**** Dataset excerpts

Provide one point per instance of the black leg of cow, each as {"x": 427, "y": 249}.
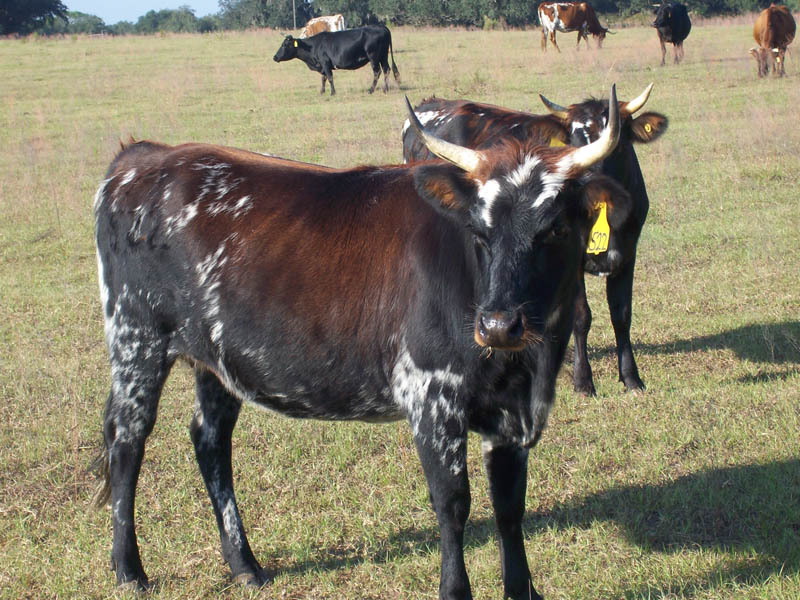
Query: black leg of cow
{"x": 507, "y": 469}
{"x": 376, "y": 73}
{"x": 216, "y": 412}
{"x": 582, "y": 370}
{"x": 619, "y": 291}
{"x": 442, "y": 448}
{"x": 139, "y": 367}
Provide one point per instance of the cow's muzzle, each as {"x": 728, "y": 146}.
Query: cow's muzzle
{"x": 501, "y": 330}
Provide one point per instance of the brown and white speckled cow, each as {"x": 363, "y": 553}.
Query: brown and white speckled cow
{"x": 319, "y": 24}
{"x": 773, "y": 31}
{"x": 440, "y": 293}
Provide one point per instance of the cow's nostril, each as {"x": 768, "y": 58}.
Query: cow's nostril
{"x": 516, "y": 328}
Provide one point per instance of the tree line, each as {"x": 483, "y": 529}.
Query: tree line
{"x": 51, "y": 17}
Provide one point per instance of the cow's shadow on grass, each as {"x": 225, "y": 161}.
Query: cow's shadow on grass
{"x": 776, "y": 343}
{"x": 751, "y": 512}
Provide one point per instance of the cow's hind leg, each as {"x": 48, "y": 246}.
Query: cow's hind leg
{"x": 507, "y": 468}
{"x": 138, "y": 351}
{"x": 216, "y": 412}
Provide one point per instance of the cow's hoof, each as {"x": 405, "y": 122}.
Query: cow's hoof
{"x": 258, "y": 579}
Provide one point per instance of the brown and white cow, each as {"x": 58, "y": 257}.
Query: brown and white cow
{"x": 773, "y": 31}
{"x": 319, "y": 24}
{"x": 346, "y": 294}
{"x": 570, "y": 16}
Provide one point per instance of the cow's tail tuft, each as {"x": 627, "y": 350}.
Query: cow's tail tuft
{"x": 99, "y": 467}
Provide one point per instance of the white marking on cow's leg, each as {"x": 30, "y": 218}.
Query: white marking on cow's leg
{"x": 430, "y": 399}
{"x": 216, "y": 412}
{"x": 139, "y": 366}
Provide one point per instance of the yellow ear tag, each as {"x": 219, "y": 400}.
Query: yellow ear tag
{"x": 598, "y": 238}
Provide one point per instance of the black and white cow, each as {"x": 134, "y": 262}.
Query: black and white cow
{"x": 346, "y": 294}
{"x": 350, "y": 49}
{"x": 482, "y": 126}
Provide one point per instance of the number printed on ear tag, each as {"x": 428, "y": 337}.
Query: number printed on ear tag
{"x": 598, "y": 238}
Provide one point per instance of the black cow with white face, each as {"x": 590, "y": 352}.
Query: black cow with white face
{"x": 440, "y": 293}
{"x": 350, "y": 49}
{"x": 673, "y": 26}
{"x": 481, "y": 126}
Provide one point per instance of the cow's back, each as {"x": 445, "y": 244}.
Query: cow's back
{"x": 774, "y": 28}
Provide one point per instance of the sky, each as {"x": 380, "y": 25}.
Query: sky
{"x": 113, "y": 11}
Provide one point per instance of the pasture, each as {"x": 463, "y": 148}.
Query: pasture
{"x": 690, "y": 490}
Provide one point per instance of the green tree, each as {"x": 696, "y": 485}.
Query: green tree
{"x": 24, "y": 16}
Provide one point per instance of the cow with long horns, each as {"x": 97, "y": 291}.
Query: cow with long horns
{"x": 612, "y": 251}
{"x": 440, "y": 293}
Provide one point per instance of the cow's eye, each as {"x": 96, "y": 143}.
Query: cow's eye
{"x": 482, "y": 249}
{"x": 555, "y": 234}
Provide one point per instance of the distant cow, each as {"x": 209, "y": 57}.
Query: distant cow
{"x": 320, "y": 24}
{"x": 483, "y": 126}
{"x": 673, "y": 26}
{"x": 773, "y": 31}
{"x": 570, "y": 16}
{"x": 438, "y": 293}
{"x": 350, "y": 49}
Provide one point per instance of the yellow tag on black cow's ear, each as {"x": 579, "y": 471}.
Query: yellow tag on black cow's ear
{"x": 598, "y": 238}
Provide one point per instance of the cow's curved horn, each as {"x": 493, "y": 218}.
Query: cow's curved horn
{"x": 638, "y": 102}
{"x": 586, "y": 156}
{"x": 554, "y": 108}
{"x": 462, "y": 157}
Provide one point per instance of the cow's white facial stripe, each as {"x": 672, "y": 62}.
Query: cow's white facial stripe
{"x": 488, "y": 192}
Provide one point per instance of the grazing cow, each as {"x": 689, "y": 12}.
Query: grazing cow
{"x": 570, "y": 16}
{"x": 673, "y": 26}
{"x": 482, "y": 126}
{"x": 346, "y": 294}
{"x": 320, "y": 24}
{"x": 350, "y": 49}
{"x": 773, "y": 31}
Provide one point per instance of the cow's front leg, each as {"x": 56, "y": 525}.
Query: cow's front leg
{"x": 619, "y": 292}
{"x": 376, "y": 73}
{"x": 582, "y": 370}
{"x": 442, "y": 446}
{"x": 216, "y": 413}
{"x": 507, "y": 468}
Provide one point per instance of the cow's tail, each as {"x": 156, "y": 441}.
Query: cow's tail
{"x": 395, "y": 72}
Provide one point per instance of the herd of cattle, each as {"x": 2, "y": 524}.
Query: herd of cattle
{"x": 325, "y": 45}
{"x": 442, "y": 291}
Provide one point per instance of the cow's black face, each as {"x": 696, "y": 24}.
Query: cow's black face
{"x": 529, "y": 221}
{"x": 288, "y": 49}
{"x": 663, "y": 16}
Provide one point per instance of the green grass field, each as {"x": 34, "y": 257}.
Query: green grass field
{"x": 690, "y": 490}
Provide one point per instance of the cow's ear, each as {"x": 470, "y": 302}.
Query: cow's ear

********

**Problem description:** Rewrite every entry above with "instance" replaced by "occurrence" and everything else left the same. Leave out the pictures.

**Exercise output:**
Provide one point per occurrence of the black leg of cow, each as {"x": 427, "y": 249}.
Query: black leg of cow
{"x": 507, "y": 469}
{"x": 376, "y": 73}
{"x": 216, "y": 412}
{"x": 582, "y": 370}
{"x": 619, "y": 291}
{"x": 442, "y": 448}
{"x": 139, "y": 367}
Provide one point per occurrence of the cow's muzzle, each as {"x": 728, "y": 146}.
Query: cow's muzzle
{"x": 501, "y": 330}
Provide one point per occurrence of the brown and white speckled cow, each as {"x": 363, "y": 553}.
Query: brown and white speckled cow
{"x": 319, "y": 24}
{"x": 773, "y": 31}
{"x": 440, "y": 293}
Provide one point per occurrence of the cow's nostril, each as {"x": 768, "y": 58}.
Query: cow's nostril
{"x": 516, "y": 328}
Provide one point per occurrence of the tree line, each as {"x": 483, "y": 529}.
Query: tree line
{"x": 51, "y": 17}
Provide one point per occurrence of the cow's shadow on grass, each as {"x": 225, "y": 161}.
Query: cow's shadow on grass
{"x": 776, "y": 343}
{"x": 751, "y": 512}
Provide one point per occurrence of the cow's hind leg, each as {"x": 48, "y": 246}.
Query: cow's hind leg
{"x": 507, "y": 468}
{"x": 138, "y": 351}
{"x": 216, "y": 412}
Provide one point per occurrence of the cow's hoof, each as {"x": 405, "y": 122}.
Query: cow's hoof
{"x": 258, "y": 579}
Provide one point per occurrence of the brown and white cow, each as {"x": 58, "y": 257}.
Query: brown and white cow
{"x": 773, "y": 31}
{"x": 319, "y": 24}
{"x": 346, "y": 294}
{"x": 570, "y": 16}
Provide one point per occurrence of the cow's tail tuft, each as {"x": 627, "y": 350}.
Query: cow's tail tuft
{"x": 99, "y": 467}
Provide one point per occurrence of the white marking on cow's leg, each as {"x": 30, "y": 218}.
Query: white marking on cow's leg
{"x": 430, "y": 399}
{"x": 216, "y": 412}
{"x": 139, "y": 366}
Provide one point per occurrence of the yellow ear tag, each as {"x": 219, "y": 400}.
Query: yellow ear tag
{"x": 598, "y": 238}
Provide one point per occurrence of the black and white cow, each as {"x": 134, "y": 262}.
Query: black and white cow
{"x": 346, "y": 294}
{"x": 350, "y": 49}
{"x": 482, "y": 126}
Provide one point per occurrence of the number printed on ear tag, each as {"x": 428, "y": 337}.
Query: number printed on ear tag
{"x": 598, "y": 238}
Provide one point per occurrence of the black cow with white face, each as {"x": 590, "y": 352}.
Query: black cow with white face
{"x": 440, "y": 293}
{"x": 350, "y": 49}
{"x": 673, "y": 26}
{"x": 481, "y": 126}
Provide one point per occurrence of the cow's back, each as {"x": 445, "y": 244}.
Query: cow's back
{"x": 774, "y": 28}
Provide one point per occurrence of the sky, each as {"x": 380, "y": 25}.
Query: sky
{"x": 113, "y": 11}
Provide one point per occurrence of the pasture, each as {"x": 463, "y": 148}.
Query: pasture
{"x": 690, "y": 490}
Provide one point per occurrence of the green tree, each as {"x": 696, "y": 485}.
Query: green tree
{"x": 24, "y": 16}
Provide one point per occurrence of the cow with long horns, each as {"x": 97, "y": 291}.
Query: cow with long horns
{"x": 612, "y": 251}
{"x": 440, "y": 293}
Provide one point per occurrence of the cow's eye, each as {"x": 96, "y": 143}.
Query: cow's eye
{"x": 482, "y": 249}
{"x": 555, "y": 234}
Provide one point per occurrence of the distant cow, each as {"x": 209, "y": 57}.
Query: distant cow
{"x": 320, "y": 24}
{"x": 483, "y": 126}
{"x": 673, "y": 26}
{"x": 773, "y": 31}
{"x": 570, "y": 16}
{"x": 438, "y": 293}
{"x": 350, "y": 49}
Provide one point per occurrence of the yellow tag on black cow's ear, each as {"x": 579, "y": 471}.
Query: yellow tag on black cow's ear
{"x": 598, "y": 238}
Provide one point per occurrence of the cow's curved horn, each as {"x": 493, "y": 218}.
Query: cow's curved horn
{"x": 638, "y": 102}
{"x": 586, "y": 156}
{"x": 554, "y": 108}
{"x": 462, "y": 157}
Provide one point per occurrence of the cow's white facial stripe, each as {"x": 672, "y": 62}.
Query: cow's white facial stripe
{"x": 488, "y": 192}
Provide one point per occurrence of the grazing cow, each as {"x": 689, "y": 12}.
Query: grazing cow
{"x": 570, "y": 16}
{"x": 673, "y": 26}
{"x": 482, "y": 126}
{"x": 346, "y": 294}
{"x": 320, "y": 24}
{"x": 350, "y": 49}
{"x": 773, "y": 31}
Provide one point per occurrence of the cow's front leg, each as {"x": 56, "y": 525}.
Query: cow's front leg
{"x": 619, "y": 292}
{"x": 376, "y": 73}
{"x": 582, "y": 370}
{"x": 442, "y": 446}
{"x": 216, "y": 413}
{"x": 507, "y": 468}
Provide one point per occurrence of the cow's tail, each as {"x": 156, "y": 441}.
Query: cow's tail
{"x": 395, "y": 72}
Provide one point per occurrence of the herd of cattle, each as {"x": 2, "y": 524}.
Query: herd of cattle
{"x": 325, "y": 45}
{"x": 442, "y": 291}
Provide one point per occurrence of the cow's black face, each as {"x": 696, "y": 24}.
Query: cow's black face
{"x": 529, "y": 221}
{"x": 288, "y": 49}
{"x": 663, "y": 16}
Provide one point per occurrence of the green grass field, each as {"x": 34, "y": 257}.
Query: green grass field
{"x": 690, "y": 490}
Provide one point per occurrence of the cow's ear, each as {"x": 470, "y": 302}.
Query: cow's ear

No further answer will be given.